Write out every line of the records below, changing only the point coordinates at the end: multiply each coordinate by 0.3 and round it to a whole number, rounding halves up. Leave the pictures out of your copy.

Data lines

-- Begin --

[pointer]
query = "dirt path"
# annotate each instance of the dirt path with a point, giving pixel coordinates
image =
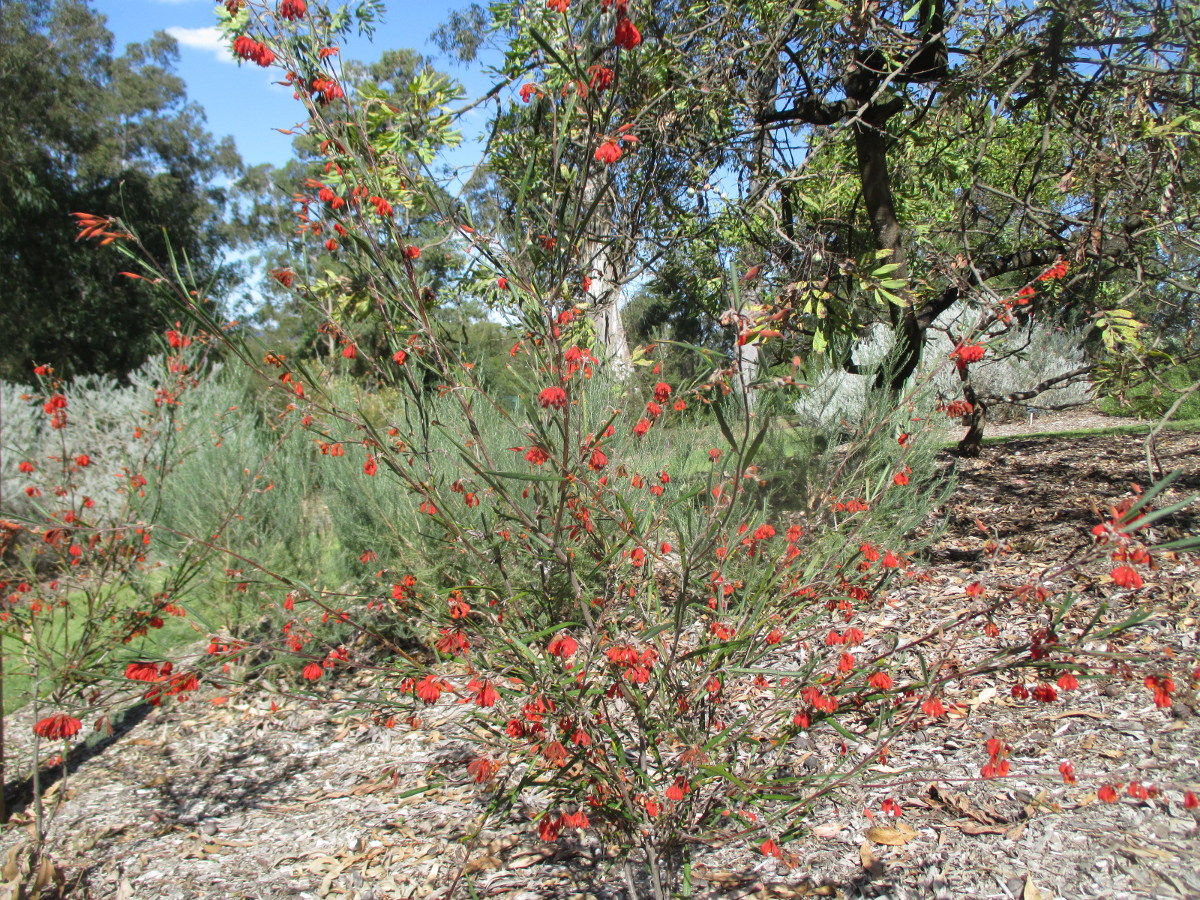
(251, 795)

-- End --

SOLUTION
[pointer]
query = "dirt path"
# annotate each instance of the dirt path with a point, giving pixel coordinates
image =
(75, 239)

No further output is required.